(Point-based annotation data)
— START —

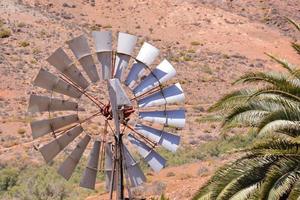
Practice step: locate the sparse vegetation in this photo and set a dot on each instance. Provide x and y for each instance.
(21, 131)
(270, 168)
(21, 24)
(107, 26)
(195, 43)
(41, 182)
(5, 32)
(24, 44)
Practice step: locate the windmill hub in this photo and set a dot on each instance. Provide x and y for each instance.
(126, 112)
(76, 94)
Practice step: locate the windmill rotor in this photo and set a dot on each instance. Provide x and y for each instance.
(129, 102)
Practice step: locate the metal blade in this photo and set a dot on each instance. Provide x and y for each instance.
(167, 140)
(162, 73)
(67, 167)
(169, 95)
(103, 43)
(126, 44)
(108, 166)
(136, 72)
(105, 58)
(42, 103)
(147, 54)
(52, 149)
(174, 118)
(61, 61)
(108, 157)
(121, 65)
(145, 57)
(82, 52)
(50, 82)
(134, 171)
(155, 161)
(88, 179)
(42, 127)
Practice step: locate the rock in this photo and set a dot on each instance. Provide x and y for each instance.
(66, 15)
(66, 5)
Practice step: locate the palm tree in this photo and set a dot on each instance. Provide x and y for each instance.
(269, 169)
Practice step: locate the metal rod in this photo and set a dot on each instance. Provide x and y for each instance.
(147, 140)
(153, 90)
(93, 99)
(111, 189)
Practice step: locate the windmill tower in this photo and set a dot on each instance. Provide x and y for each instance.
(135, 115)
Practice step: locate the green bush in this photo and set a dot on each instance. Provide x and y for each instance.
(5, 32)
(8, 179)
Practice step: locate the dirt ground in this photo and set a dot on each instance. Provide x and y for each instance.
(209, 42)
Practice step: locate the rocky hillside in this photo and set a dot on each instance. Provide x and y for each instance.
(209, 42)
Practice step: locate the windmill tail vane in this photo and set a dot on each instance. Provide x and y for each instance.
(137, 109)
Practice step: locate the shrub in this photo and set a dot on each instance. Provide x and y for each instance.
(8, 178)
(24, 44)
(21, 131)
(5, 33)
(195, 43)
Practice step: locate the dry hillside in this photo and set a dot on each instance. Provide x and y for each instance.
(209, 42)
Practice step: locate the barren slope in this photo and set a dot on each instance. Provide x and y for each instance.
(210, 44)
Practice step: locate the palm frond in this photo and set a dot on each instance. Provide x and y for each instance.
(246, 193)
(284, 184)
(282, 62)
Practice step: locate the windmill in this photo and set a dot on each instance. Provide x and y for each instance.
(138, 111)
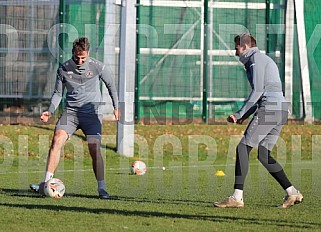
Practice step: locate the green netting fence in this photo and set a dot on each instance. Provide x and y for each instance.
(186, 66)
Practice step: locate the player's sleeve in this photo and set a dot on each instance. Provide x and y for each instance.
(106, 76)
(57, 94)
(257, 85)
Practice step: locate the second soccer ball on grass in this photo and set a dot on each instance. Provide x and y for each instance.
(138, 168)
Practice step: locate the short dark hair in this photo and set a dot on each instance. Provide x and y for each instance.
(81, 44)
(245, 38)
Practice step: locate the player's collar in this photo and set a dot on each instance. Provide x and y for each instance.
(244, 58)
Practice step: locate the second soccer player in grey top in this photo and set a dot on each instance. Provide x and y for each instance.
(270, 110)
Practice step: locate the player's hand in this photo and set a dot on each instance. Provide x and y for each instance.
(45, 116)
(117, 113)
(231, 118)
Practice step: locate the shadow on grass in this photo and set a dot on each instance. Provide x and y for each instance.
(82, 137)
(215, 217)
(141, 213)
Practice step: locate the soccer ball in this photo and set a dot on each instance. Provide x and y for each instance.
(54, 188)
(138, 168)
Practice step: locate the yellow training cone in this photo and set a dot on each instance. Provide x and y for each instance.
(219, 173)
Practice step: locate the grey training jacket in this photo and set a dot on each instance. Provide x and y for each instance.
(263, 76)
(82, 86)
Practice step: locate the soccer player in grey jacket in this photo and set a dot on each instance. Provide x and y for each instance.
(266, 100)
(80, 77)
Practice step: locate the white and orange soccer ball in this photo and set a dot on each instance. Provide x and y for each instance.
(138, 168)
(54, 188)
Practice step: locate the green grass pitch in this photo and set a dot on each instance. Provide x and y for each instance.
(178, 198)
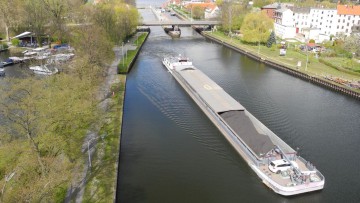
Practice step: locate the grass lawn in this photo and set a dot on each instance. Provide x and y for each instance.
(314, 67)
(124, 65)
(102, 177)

— END —

Exclude the pictures and transcribe all of the entries exactly.

SOLUTION —
Practice step: locate the sparse vegetation in this photo and set a dot on each instance. Provide x and y for each instance.
(21, 131)
(270, 168)
(21, 24)
(107, 26)
(195, 43)
(41, 182)
(5, 32)
(24, 44)
Practice step: locate the windmill hub in this photo and set a dot on each instance. Provide x and y for each instance.
(126, 112)
(76, 94)
Practice step: locate the windmill rotor in this photo and set a dot on each instance. Provide x and y for each instance.
(129, 102)
Practice step: locate the metal blade in this photo and set a dot on each instance. Provide x and y for each instance.
(167, 140)
(162, 73)
(67, 167)
(169, 95)
(103, 43)
(126, 44)
(108, 166)
(136, 72)
(105, 58)
(42, 103)
(147, 54)
(52, 149)
(174, 118)
(61, 61)
(108, 157)
(121, 65)
(145, 57)
(82, 52)
(50, 82)
(134, 171)
(155, 161)
(88, 179)
(42, 127)
Practice step: locate the rock in this photo and set a dot on each instance. Provide x and y for each instance.
(66, 15)
(66, 5)
Practice step: locate the palm tree in this photo and set a dot on each instance. Provide x and y for each instance.
(269, 169)
Practice step: locate the metal rod in this photo and set a dot on each instance. Provide x and y for each instance.
(147, 140)
(153, 90)
(93, 99)
(111, 189)
Practice step: locate the windmill tower in this photo and set a dot on each instance. Provide x and y for each instance.
(135, 115)
Practice step: locate the green bush in this photo and set a dot on each instance. Provide x and y for each instance.
(5, 32)
(8, 179)
Practice step: locate the dirt ground in this photo and set a dot on each instance. Provide x and y for each instance.
(209, 42)
Practice step: locate the rocky hillside in this photo and set a dot on each instance. Provide x and y for each instance.
(209, 42)
Practice step: locate the windmill tail vane in this photo and set a dot on each instance. Provide x and y for each instance.
(137, 109)
Practice step: locate the shrub in this photo and set a dot on each instance. Provide x and y for each instance.
(8, 178)
(24, 44)
(21, 131)
(5, 33)
(195, 43)
Practice step: locate the dry hillside in this photo and set a dot on each instance. Provide x and y for each instance.
(209, 42)
Practice step: locate the barren slope in this photo and set a dot on each instance. Provide x and y for each instance.
(210, 44)
Practice step: locate the palm frond in this photo and set a dot on each instance. Provide x and y for each instance.
(246, 193)
(284, 184)
(282, 62)
Practice step: locate the windmill in this photo and set a dot on each instance. Provide x and y for each instance.
(138, 111)
Practice step: locate the green netting fence in this photo and set a dot on each instance. Provide x and y for each instance.
(186, 66)
Practice step: locate the player's sleeve in this photo and set a dot on each instance. Provide x and y for each instance.
(106, 76)
(57, 94)
(257, 85)
Practice step: locate the second soccer ball on grass in this photo and set a dot on each instance. Provide x and y for each instance.
(138, 168)
Practice step: locate the short dark hair in this photo and set a dot on each instance. Provide x and y for each instance.
(81, 44)
(245, 38)
Practice step: locate the player's collar in this photo and set a dot on each instance. Provide x and y for each instance.
(244, 58)
Practice step: locate the second soccer player in grey top in this photo and set a dot on each instance. Provide x and y for each instance.
(270, 110)
Practice step: locate the player's hand in this photo and set a dot on each instance. Provide x and y for each instance.
(45, 116)
(117, 113)
(231, 118)
Practice step: locate the shadow on grass in this photo and set a dot on each instance. Provide x and y for each instance.
(82, 137)
(215, 217)
(141, 213)
Practice step: locate the soccer ball in this photo and set a dot on each instance. Provide x and y for each instance.
(54, 188)
(138, 168)
Practice step: locate the yellow training cone in this photo and set a dot on each instance. Provide x and y for each instance.
(219, 173)
Practice step: locate the grey training jacket in this photo and set a dot on each instance. Provide x and y for each instance.
(263, 76)
(82, 86)
Practice step: locate the soccer player in grey jacket in this photo and set a dot on each instance. Provide x and y for each instance.
(266, 100)
(80, 77)
Practice step: locate the white and orange soccer ball in this photo and set a dot on each instance. Provide x and y for each instance.
(138, 168)
(54, 188)
Practice step: locate the green grass pitch in this photo and set a dot on each instance. Provide x and y for each instance.
(178, 198)
Practice step: locate the grass lawn in this photo and set a dot on each instance. Provide x and y for each instance.
(314, 67)
(124, 65)
(102, 177)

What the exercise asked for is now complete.